— Study text —
Segment Open

Marimirofa in Once Upon a Time exhibition

Affectionately known as “The Artist”, Marimirofa is a visual artist and wire sculptor who focuses on recycling discarded objects in an effort to keep the environment clean.

A FEW days after the National Gallery in Bulawayo brought the curtain down on the Climate Change Exhibition, Ishmael Marimirofa was granted a chance to stage a one-month solo exhibition titled Once Upon a Time; A Nostalgic Feeling.

Affectionately known as “The Artist”, Marimirofa is a visual artist and wire sculptor who focuses on recycling discarded objects in an effort to keep the environment clean.

He told Newsday Life & Style that there was a certain stereotypical understanding of art held by people, forgetting that art, in its form, is an expression of an original world drawn from the perception and mind of the artist.

“My artistic expression is nothing if it is not unique — a story-telling in both concept and delivery. Once Upon a Time literally translates to paivepo in Shona — the beginning of a narrative that tells a story of chronological events and, more importantly, bears a lesson. In many, if not all cultures, story-telling is a tool used to teach principles of life, especially to children. It is the original version of edutainment,” he explained to NewsDay Life & Style.

“As we share the art that is exhibited, you will understand it in your own way, interact with it in a personal way and interpret it individually. You will have as many stories for each piece as there are people present. That is the beauty of the ability to impact each person in his or her own way.”

Marimirofa argued that storytelling is one of the most effective ways of passing on knowledge of tangible and intangible cultural heritages.

He noted that linking teachings on climate and environment to day-to-day living through clear memorable messages helps build knowledgeable communities.

“As I worked on each piece, I had my own story behind it. My own meaning. The theme of this exhibition was motivated by a desire to remind us of the beauty of our cultural past. I wanted to tell a story of the value of what we had and bring past and present together for us to enjoy,” he said.

“My choice of medium is very telling of the conscientiousness of the artist. Taking items that have been discarded as litter or garbage, and using them to express a present situation, and sometimes, a hoped-for future.

“In an interesting and novel way, I'm trying to tell viewers how the past is ever present in our todays and tomorrows, however much we may choose to ignore it and fail to acknowledge its value. It may be past to our eyes, but it will ever be present in our being because it is the foundation on which we have been built.

“This exhibition runs for a month, giving everyone an opportunity to engage with it several times intimately and personally. It is at that level that art is capable of held by not only attracting our appreciation, but also provoking our analysis and introspection.”

Marimirofa said visual art possesses a unique power of uniting civilisations by building a common understanding.

Segment Closed

— Exercise details —
Continue the article on Ishmael Marimirofa's Once Upon a Time exhibition from the point at which it stops.

— Records taken from a dataset —
Segment Open

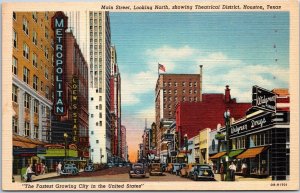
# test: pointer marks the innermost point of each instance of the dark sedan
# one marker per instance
(202, 172)
(137, 170)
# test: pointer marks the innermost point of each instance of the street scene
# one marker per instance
(102, 96)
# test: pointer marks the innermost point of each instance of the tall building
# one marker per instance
(92, 29)
(123, 142)
(99, 51)
(170, 90)
(115, 104)
(32, 84)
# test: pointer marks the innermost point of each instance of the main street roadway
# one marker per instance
(115, 174)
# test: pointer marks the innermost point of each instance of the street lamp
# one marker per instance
(65, 137)
(186, 147)
(227, 125)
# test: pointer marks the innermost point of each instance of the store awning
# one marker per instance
(235, 152)
(250, 153)
(218, 155)
(181, 155)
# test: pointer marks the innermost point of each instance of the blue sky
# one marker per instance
(235, 48)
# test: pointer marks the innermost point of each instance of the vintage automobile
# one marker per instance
(169, 168)
(202, 172)
(89, 167)
(184, 172)
(137, 170)
(175, 169)
(155, 168)
(69, 169)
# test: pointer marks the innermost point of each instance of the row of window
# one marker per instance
(182, 83)
(183, 91)
(35, 80)
(26, 100)
(26, 49)
(27, 130)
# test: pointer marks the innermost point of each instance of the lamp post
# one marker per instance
(65, 137)
(186, 147)
(227, 125)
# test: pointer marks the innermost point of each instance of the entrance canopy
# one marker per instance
(251, 153)
(218, 155)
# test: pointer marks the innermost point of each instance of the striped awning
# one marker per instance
(251, 153)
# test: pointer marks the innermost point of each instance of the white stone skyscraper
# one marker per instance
(95, 39)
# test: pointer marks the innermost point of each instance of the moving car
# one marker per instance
(89, 167)
(137, 170)
(155, 168)
(184, 172)
(202, 172)
(69, 169)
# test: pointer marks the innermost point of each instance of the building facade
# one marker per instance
(99, 52)
(192, 117)
(32, 84)
(170, 90)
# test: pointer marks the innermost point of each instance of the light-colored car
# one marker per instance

Segment Closed

— Response below —
“Challenges that I face as an artist is lack of art appreciation from the local market or institutions. As an artist I expect our work to be appreciated by local corporates first, especially if it has to do with some awareness campaigns like most artists are working on,” he said.

“This is indeed another beauty of art — it’s ability to provoke without causing harm, to question the norm without disturbing the peace, and to cause personal change without external discussion. It is a language in its own right — unlimited and unfettered by words, and given broad expression by the number of eyes which see it, the number of minds which interrogate it and the number of emotions it provokes.

He continued: “So, viewers I encourage you all to be vulnerable as you tour this exhibition. As vulnerable as I was in expressing myself. Open your hearts and minds to engage with what your eyes will see. Allow the pieces to talk to you as you talk to them in turn, for it is through that process that you can engage with my inspiration and form your own thoughts.”

Marimirofa begged tourism and hospitality stakeholders to open their eyes wider and consider visual artists like any other art form designed to give pleasure.

He said a great deal of the pleasure was not limited to observing the skill and talent of the artist but from silent awareness that we have the freedom to understand each piece the way we choose, and thus take emotional ownership of it.

“I appeal to the corporate industry to support local artists, especially when they approach them for assistance to hold exhibitions and awareness campaigns. Most exhibitions are half-baked due to lack of resources and artists end up frustrated.

“Artists have so many ideas, but they are not being heard when they present their exhibition proposals to the corporate world in order to get assistance. For instance, the World Tourism Day is an event that should see many visual artists taking part, but they cannot afford it on their own.”

He added that “an artist whose inspiration is driven or motivated by money is not different from a legislator who is driven by his or her belly rather than empathy for their constituency”.